─── PROVIDED PASSAGE ───

Hayley Arceneaux, 29, became a physician assistant at St. Jude Children's Research Hospital nearly a year ago, almost two decades after beating pediatric cancer there herself. Now, she's set to reach new heights as the youngest American — and first with a prosthesis — to travel to space.
St. Jude announced on Monday that Arceneaux will be one of four crew members on the world's first all-civilian mission to space, which is called Inspiration4 and is tentatively set to take off at the end of 2021. The Memphis, Tenn. native, who was treated for bone cancer at the hospital as a child, called the opportunity an "incredible honor."
"When I was just 10 years old, St. Jude gave me the opportunity to grow up," she said. "Now I am fulfilling my dreams of working at the research hospital and traveling around the world. It's incredible to be a part of this mission that is not only raising crucial funds for the lifesaving work of St. Jude but also introducing new supporters to the mission and showing cancer survivors that anything is possible."
Earlier this month, trip commander Jared Isaacman — a 38-year-old tech entrepreneur, billionaire and pilot — announced that he had bought the flight from SpaceX and would donate the three other seats to members of the general public, with the goal of raising $200 million for St. Jude.

───

▶ ACTIVITIES:
[A] Condense the paragraph of the article about Hayley Arceneaux that begins "St. Jude announced on Monday" into a short bulleted list that keeps its main facts.
[B] Extend the article about Hayley Arceneaux with a few more paragraphs that pick up after its final sentence.

─── GIVEN ENTRIES ───

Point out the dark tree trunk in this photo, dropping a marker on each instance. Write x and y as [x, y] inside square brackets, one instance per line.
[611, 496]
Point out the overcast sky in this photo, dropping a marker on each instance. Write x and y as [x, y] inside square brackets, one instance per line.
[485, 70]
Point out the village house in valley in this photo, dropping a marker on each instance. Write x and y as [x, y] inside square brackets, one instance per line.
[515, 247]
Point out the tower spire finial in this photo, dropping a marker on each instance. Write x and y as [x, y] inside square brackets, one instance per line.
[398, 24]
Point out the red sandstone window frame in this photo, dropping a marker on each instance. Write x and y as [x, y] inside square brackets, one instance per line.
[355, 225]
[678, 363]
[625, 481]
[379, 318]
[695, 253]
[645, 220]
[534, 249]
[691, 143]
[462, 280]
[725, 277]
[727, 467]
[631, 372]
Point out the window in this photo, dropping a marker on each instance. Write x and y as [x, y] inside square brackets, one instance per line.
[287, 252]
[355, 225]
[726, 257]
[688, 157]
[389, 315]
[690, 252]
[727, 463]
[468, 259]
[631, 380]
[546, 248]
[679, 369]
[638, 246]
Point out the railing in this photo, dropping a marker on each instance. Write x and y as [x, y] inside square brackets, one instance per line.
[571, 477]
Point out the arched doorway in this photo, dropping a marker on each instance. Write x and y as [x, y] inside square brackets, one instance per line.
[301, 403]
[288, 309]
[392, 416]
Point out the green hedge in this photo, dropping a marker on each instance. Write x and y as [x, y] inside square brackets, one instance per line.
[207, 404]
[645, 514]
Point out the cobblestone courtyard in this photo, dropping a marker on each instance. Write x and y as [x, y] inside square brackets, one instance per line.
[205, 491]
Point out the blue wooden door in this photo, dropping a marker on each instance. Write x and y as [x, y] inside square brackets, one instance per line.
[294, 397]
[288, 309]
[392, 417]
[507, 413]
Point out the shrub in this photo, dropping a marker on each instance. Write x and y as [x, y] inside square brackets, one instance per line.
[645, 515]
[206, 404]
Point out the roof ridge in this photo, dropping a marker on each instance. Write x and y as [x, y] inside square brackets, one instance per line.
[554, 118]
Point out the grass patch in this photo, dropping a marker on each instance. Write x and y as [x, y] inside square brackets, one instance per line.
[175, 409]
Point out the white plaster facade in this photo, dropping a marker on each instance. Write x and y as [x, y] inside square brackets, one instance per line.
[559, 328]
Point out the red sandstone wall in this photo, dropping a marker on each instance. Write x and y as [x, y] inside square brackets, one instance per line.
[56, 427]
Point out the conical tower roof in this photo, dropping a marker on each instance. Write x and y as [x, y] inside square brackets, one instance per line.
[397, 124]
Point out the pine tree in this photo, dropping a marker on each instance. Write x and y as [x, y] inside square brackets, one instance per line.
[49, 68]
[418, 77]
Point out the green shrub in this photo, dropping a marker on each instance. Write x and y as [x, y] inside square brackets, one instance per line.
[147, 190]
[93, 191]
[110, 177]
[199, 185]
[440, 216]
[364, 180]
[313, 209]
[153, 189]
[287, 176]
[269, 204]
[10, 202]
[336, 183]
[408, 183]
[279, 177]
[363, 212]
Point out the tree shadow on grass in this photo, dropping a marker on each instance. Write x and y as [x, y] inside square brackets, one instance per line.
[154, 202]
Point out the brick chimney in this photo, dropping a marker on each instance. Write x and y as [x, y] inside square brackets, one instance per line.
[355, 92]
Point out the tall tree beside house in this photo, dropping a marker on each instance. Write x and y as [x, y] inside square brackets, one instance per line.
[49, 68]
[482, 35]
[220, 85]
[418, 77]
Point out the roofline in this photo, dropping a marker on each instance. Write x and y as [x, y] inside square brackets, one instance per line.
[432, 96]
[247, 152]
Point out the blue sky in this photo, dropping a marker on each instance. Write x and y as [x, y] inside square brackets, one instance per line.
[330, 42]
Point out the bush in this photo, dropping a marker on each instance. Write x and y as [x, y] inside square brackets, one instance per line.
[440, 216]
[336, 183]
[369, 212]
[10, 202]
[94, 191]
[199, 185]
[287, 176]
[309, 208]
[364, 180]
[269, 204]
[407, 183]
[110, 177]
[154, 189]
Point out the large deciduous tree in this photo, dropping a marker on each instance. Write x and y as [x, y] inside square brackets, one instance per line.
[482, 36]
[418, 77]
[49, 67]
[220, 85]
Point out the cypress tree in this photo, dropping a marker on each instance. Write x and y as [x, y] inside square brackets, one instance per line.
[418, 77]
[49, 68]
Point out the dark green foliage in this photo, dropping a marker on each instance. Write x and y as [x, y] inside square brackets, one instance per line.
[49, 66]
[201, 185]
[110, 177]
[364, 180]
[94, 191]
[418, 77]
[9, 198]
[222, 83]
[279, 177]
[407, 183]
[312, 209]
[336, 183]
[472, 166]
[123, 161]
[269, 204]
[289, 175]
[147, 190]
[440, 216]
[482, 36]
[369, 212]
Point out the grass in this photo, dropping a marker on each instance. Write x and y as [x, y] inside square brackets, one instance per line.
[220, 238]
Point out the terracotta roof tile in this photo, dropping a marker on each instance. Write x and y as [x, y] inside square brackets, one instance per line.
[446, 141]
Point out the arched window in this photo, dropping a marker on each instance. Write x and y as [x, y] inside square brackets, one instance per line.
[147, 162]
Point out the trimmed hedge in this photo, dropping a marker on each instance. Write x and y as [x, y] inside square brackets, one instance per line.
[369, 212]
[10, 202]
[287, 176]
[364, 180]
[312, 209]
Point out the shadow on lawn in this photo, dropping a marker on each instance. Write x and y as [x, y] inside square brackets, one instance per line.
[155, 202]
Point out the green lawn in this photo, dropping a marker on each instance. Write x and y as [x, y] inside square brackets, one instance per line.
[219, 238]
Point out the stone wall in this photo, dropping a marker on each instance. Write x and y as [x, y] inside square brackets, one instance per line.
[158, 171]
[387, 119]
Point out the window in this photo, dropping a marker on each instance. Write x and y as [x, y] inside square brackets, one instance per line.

───

▶ RESULTS OF THE EXERCISE:
[A]
- On Monday, St. Jude announced that Arceneaux will be one of four crew members on Inspiration4, the world's first all-civilian mission to space.
- The launch is tentatively set for the end of 2021.
- Arceneaux is from Memphis, Tennessee, and was treated for bone cancer at St. Jude as a child.
- She called the opportunity an "incredible honor."

[B]
Arceneaux will occupy the mission seat representing the pillar of hope. The remaining two, representing "generosity" and "prosperity," are available through Feb. 28 and will go to one individual who donates to St. Jude and an entrepreneur who uses Isaacman's payment processing company Shift4Payments.
Arceneaux will become the youngest American in space, according to The Associated Press, edging out pioneering astronaut Sally Ride, who was 32 when she became the first American woman to launch in 1983.
She will also be the first American with a prosthesis in space, having had surgery at age 10 to replace her knee and get a titanium rod in her left thigh bone, the AP reported. She has been cleared for flight by SpaceX and will serve as the crew's medical officer.
"My battle with cancer really prepared me for space travel," Arceneaux told the AP. "It made me tough, and then also I think it really taught me to expect the unexpected and go along for the ride."
In an interview with NBC's TODAY, Arceneaux said she never thought she would be able to go to space, noting that "until this mission you really had to be physically perfect." But when the call came "out of the blue" from St. Jude, asking if she wanted to go to space, the avid traveler, roller coaster-lover and lifelong space fan said yes immediately.
She made sure to run it past her mother, as well as her brother and sister-in-law, who are both aerospace engineers and reassured her about the safety of space travel, the AP reported.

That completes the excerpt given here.